======== INPUT RECORDS ========

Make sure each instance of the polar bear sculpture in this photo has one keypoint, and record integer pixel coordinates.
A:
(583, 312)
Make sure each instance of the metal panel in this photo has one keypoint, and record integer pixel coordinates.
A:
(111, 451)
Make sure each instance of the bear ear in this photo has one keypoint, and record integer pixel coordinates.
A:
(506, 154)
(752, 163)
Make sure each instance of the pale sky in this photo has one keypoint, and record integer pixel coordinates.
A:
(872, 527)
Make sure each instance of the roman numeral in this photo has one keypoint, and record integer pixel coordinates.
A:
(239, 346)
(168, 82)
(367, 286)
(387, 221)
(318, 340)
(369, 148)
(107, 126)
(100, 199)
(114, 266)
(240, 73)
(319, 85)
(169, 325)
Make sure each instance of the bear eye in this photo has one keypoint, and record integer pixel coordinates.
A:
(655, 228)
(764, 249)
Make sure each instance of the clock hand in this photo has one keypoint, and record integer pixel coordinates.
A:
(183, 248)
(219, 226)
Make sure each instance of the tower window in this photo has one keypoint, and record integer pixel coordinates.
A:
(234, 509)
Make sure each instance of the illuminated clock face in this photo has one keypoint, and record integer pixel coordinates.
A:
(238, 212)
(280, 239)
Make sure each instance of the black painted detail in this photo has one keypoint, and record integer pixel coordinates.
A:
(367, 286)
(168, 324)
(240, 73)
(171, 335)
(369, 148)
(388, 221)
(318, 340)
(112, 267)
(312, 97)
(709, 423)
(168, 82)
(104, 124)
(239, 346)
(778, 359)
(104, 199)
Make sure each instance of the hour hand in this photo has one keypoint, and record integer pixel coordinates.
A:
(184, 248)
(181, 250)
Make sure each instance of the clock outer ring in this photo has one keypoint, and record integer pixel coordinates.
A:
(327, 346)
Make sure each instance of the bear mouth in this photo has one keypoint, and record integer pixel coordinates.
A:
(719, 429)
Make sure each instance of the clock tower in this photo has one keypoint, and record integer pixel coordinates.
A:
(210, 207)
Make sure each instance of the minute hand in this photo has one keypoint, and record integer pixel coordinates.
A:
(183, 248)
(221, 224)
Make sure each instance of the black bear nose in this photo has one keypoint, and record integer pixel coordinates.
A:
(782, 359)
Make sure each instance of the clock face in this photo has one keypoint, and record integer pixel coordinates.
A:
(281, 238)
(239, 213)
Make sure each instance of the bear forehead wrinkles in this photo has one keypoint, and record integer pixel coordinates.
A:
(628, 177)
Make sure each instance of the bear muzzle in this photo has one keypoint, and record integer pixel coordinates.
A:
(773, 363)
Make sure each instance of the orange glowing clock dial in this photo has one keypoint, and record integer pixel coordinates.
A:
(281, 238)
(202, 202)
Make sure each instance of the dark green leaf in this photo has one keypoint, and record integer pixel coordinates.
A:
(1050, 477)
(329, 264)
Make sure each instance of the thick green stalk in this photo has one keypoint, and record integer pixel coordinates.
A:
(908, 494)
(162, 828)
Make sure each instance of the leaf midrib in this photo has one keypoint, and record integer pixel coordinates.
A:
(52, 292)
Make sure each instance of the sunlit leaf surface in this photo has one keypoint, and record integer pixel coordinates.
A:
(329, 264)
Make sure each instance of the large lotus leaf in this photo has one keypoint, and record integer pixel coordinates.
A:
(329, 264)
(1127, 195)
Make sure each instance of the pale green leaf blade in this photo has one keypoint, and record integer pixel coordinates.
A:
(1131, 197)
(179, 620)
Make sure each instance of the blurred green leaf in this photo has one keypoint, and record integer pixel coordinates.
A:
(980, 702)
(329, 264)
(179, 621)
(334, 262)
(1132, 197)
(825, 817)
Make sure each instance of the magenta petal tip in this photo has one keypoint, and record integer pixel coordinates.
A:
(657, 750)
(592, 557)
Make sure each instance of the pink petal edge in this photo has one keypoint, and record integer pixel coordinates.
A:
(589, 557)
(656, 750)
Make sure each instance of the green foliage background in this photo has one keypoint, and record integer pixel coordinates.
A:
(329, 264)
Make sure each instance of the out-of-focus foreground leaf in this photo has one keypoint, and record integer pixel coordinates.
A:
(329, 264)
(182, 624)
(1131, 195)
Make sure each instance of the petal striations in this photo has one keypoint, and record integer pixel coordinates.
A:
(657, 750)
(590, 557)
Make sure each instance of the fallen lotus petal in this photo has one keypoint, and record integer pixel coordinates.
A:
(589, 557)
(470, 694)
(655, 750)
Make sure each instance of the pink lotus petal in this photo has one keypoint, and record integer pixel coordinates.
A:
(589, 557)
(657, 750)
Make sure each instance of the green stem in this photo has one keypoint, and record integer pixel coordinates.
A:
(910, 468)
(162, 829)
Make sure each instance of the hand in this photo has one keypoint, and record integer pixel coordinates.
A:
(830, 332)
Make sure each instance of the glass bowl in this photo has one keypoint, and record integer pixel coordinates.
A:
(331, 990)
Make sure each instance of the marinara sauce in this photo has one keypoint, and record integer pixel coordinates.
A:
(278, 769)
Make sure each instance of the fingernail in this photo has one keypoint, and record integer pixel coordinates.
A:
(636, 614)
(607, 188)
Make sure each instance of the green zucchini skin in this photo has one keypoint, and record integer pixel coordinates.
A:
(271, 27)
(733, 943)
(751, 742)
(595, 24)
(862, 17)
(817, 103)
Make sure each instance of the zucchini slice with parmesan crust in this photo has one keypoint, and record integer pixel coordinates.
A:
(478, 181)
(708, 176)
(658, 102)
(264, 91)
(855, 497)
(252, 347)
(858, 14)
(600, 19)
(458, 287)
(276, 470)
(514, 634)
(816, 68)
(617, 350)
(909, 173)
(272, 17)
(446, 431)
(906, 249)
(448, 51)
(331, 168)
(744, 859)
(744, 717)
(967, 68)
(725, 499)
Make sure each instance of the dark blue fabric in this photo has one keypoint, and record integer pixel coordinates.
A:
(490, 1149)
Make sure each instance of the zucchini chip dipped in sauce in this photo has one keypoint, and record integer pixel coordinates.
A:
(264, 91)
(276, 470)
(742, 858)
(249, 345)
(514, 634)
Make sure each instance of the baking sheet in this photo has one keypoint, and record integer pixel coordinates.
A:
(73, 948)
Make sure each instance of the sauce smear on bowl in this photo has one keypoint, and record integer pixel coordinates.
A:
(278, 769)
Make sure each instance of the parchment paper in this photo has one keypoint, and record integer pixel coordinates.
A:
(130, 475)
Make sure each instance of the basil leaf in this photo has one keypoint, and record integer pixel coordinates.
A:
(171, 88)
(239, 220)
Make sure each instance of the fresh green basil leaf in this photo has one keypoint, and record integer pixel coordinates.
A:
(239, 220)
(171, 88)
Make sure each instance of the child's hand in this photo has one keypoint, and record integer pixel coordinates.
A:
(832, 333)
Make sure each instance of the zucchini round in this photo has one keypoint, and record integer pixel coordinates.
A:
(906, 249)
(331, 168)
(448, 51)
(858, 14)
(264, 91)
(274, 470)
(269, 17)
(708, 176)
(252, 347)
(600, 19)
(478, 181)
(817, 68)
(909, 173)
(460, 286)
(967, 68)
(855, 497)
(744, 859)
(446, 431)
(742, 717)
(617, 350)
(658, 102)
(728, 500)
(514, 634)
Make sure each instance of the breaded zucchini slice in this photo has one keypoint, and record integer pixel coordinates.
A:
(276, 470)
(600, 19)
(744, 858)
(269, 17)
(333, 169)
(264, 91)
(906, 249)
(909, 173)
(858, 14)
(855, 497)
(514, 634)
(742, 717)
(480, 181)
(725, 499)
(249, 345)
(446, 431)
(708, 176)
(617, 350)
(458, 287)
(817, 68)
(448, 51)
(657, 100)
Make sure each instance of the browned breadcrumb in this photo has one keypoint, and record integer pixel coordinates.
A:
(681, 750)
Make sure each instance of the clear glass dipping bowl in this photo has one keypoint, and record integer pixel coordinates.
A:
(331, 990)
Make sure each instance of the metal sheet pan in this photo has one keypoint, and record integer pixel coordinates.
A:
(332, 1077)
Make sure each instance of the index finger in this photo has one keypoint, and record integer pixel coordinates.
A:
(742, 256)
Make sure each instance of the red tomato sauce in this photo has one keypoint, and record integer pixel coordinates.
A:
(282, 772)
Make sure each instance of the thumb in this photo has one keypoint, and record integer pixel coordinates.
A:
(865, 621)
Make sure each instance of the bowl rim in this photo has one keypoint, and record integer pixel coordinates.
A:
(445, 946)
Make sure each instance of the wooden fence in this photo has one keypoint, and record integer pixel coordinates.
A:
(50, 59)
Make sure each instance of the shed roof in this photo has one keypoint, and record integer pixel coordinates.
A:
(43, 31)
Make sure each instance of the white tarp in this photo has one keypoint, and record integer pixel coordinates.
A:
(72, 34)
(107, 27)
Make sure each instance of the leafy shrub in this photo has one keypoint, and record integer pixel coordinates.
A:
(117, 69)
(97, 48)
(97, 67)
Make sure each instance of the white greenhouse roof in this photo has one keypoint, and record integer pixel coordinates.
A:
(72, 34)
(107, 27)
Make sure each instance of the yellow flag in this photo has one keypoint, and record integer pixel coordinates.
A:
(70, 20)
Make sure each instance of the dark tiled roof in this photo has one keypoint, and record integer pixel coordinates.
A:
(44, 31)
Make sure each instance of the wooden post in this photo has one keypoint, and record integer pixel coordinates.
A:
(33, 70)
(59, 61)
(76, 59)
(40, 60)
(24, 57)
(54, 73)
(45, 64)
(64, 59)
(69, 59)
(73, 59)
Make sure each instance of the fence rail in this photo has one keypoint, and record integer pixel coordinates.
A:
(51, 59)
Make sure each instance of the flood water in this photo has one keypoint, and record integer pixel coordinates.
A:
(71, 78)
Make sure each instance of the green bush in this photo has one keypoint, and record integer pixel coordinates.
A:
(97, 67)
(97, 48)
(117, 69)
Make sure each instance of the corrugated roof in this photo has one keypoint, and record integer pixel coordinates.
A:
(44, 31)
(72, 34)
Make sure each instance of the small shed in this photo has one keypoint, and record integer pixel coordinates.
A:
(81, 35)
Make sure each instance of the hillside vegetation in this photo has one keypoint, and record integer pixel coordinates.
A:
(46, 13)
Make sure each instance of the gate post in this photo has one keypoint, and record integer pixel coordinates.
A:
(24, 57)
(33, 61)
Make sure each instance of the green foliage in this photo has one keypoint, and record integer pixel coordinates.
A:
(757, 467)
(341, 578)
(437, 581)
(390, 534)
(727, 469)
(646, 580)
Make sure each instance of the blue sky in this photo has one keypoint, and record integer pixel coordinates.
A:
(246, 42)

========

> [DESCRIPTION OF THE TASK]
Please copy out the lines above word for word, starting with the line containing "Make sure each instance of the hillside" and continuing through the final line.

> [COMPLETED EXERCISE]
Make sure each instance of the hillside vegetation in this photo has one keypoint, and record integer pixel coordinates.
A:
(46, 13)
Make sure each instance of the gate post in this photo has one keypoint, and record integer pixel coordinates.
A:
(24, 57)
(33, 61)
Make sure each instance of the green foliage in this photo has one keypoint, and record integer pixel coordinates.
A:
(757, 467)
(341, 578)
(437, 581)
(390, 534)
(727, 469)
(646, 580)
Make sure each instance of the blue sky in this photo has one keypoint, and record integer pixel coordinates.
A:
(246, 42)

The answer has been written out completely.